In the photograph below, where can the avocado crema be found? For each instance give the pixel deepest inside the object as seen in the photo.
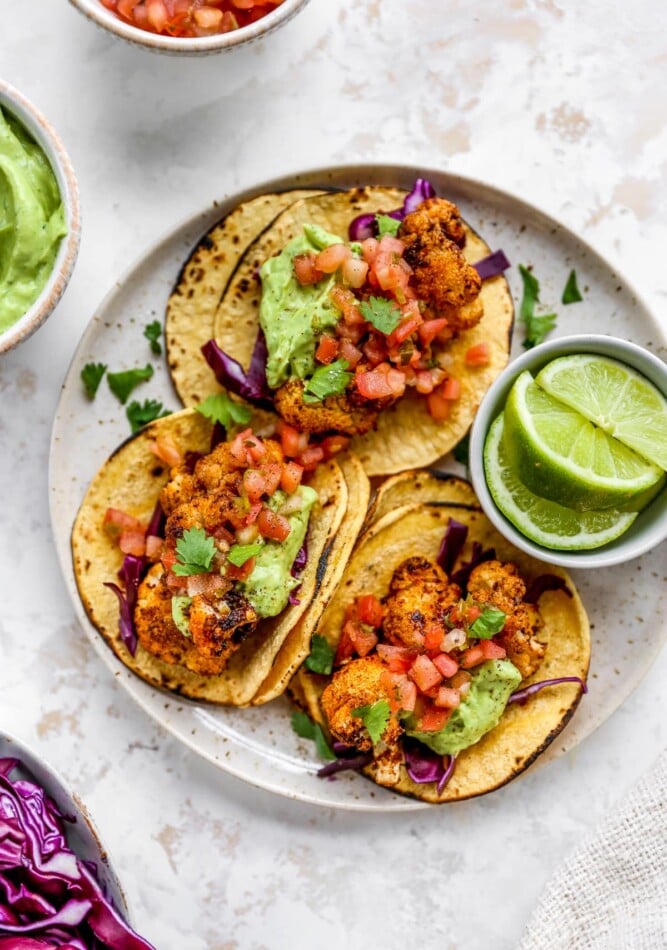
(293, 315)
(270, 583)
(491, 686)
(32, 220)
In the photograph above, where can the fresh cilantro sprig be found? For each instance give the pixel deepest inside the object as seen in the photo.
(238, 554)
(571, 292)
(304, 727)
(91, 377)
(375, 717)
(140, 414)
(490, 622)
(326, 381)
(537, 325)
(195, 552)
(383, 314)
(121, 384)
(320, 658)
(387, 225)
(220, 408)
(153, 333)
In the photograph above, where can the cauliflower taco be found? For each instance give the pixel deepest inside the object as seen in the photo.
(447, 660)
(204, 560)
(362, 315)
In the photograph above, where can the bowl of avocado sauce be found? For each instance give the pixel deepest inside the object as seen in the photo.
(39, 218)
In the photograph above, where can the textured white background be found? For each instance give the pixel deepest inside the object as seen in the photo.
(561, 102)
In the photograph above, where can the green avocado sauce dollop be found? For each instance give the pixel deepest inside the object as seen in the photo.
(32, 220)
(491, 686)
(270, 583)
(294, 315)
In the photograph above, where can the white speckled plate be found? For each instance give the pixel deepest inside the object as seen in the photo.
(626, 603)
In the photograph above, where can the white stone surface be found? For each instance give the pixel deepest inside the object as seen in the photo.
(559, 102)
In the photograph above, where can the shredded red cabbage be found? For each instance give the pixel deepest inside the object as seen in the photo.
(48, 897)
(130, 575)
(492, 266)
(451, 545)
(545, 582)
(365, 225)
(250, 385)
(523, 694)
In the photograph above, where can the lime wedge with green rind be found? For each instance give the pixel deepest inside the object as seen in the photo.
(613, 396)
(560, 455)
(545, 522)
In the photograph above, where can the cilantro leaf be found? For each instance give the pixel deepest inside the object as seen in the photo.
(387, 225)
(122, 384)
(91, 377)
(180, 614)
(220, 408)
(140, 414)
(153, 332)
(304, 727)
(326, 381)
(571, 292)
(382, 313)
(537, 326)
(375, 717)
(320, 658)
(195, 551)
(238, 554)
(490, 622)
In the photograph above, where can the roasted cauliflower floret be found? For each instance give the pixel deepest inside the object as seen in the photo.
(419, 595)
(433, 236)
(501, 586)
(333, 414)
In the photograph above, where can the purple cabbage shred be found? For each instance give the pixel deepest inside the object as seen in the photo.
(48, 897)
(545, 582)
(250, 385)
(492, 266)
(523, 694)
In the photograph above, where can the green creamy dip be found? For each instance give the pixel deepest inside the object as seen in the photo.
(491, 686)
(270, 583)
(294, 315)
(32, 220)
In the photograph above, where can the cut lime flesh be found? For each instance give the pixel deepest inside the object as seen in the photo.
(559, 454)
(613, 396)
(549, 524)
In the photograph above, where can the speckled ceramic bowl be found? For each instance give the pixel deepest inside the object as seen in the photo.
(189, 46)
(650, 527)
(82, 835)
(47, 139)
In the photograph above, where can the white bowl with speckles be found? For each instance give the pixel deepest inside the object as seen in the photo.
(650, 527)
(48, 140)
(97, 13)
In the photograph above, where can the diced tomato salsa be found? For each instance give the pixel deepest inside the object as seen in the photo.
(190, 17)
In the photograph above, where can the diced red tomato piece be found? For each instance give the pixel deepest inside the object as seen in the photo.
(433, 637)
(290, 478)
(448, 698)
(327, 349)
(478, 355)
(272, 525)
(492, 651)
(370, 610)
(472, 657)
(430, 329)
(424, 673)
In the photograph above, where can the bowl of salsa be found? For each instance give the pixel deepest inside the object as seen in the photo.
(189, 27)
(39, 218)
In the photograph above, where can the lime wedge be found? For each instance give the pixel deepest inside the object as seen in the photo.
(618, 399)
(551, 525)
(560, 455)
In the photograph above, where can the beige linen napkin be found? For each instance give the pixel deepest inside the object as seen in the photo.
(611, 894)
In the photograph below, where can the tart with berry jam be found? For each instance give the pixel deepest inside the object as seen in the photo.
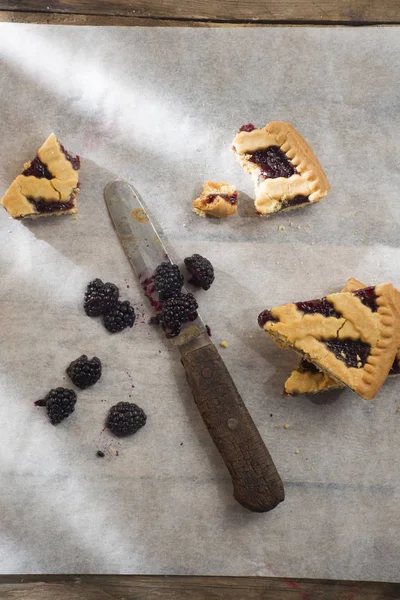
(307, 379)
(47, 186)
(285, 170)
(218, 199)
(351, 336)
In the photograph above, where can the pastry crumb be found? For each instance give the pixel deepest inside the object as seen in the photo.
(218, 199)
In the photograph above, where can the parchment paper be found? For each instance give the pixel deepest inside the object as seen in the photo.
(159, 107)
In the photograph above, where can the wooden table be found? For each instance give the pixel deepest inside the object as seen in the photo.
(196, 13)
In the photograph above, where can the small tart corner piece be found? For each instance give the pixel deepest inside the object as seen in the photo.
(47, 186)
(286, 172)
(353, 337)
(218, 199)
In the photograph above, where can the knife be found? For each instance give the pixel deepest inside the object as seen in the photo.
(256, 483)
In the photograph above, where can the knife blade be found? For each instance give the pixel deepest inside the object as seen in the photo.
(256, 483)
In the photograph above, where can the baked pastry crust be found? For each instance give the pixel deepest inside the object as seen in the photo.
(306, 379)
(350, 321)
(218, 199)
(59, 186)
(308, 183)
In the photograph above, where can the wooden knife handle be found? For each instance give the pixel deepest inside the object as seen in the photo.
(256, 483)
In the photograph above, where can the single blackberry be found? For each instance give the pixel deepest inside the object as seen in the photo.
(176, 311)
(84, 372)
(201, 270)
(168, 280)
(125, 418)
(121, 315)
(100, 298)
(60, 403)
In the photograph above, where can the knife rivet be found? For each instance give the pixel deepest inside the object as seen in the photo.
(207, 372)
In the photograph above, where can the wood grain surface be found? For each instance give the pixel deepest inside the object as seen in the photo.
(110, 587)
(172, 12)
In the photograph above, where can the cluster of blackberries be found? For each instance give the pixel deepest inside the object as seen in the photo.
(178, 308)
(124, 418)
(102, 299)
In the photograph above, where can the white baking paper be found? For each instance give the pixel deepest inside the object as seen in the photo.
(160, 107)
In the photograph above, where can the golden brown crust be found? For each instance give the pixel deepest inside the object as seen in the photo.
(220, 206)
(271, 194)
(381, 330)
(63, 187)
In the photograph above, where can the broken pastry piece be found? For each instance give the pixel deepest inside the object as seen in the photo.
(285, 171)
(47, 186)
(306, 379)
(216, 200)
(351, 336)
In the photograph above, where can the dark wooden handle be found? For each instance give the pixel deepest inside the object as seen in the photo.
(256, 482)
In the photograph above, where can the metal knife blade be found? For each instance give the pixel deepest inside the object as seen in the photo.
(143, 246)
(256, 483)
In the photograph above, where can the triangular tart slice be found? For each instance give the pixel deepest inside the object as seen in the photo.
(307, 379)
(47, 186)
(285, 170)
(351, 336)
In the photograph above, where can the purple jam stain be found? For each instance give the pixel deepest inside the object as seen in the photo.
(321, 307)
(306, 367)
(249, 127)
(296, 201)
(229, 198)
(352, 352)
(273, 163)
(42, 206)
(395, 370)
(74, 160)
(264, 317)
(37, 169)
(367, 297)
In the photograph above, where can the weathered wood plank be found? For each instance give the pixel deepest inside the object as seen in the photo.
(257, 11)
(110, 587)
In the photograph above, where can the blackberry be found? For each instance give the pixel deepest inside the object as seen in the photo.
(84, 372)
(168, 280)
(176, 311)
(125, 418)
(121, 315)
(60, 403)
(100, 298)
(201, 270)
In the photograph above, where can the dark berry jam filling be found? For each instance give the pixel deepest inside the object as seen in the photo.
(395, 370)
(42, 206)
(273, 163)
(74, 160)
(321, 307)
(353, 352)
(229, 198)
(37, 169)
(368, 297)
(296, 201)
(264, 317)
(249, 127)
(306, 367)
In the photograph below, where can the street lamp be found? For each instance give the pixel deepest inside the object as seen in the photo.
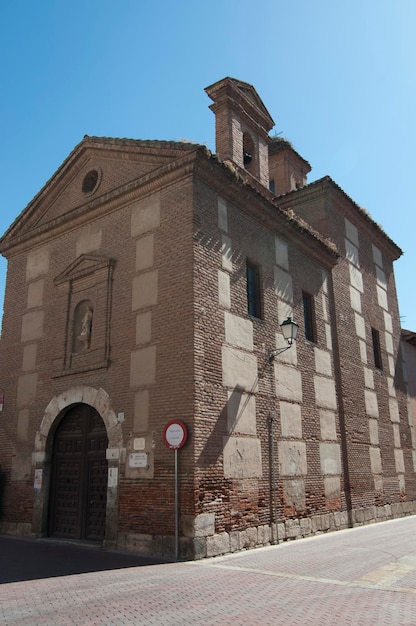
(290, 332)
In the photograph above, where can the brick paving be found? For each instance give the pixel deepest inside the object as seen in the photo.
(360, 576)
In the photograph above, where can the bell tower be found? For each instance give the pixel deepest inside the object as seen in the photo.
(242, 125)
______
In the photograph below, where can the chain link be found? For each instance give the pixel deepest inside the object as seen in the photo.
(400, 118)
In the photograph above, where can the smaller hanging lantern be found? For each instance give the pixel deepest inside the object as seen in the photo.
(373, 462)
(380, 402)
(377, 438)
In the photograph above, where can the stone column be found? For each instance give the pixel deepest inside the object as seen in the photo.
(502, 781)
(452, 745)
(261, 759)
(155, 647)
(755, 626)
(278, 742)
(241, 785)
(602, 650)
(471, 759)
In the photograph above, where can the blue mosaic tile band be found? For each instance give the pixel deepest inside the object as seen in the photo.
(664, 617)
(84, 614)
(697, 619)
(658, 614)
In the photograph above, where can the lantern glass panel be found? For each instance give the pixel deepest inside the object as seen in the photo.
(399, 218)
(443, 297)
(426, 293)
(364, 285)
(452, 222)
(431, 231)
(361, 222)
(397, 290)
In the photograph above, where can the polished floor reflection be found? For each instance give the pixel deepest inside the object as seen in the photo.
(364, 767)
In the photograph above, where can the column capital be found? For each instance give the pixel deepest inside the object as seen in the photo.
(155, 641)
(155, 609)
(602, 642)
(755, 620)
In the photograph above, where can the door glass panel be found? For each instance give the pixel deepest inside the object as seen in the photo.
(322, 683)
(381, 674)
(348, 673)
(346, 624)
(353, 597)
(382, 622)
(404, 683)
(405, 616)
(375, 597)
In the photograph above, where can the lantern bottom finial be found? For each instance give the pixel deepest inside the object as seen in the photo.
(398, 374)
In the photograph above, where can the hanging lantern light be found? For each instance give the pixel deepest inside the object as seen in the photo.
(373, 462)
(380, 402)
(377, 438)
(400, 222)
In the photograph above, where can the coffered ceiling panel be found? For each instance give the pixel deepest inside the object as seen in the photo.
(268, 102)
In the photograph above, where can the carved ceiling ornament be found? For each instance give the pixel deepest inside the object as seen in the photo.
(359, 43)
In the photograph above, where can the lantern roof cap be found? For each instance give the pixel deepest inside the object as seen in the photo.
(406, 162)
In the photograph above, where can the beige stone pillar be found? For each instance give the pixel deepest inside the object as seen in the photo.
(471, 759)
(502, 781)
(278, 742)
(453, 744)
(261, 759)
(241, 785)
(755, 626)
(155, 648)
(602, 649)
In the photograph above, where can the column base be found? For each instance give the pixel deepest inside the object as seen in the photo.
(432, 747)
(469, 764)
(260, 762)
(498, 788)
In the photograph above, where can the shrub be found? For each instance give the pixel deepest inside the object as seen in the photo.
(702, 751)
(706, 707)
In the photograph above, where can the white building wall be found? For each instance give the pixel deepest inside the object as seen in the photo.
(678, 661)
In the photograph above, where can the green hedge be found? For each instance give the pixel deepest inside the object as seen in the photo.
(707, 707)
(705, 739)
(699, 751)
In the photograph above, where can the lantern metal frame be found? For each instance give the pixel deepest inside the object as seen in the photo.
______
TASK OBJECTIVE:
From the data above, output only the lines between the line containing "In the photograph above, where can the shrub" and the line containing "In the photograph above, where can the lantern metal", inclusive, exactly as written.

RESPONSE BELOW:
In the photograph above, where can the shrub be found? For each instance give the pixel deepest inside the object as seen in the photo.
(702, 751)
(706, 707)
In the photograph above, where can the white building wall be found? For each instance give the pixel deepest inside the object as seen in the photo.
(678, 661)
In the photograph above, where can the green hedge be found? For each instance give the pixel deepest inside the object as seen in the photo.
(707, 707)
(705, 739)
(699, 751)
In the photograph above, where can the lantern metal frame be found? For each instance give the pixel deepest inside the object as seen in the photo.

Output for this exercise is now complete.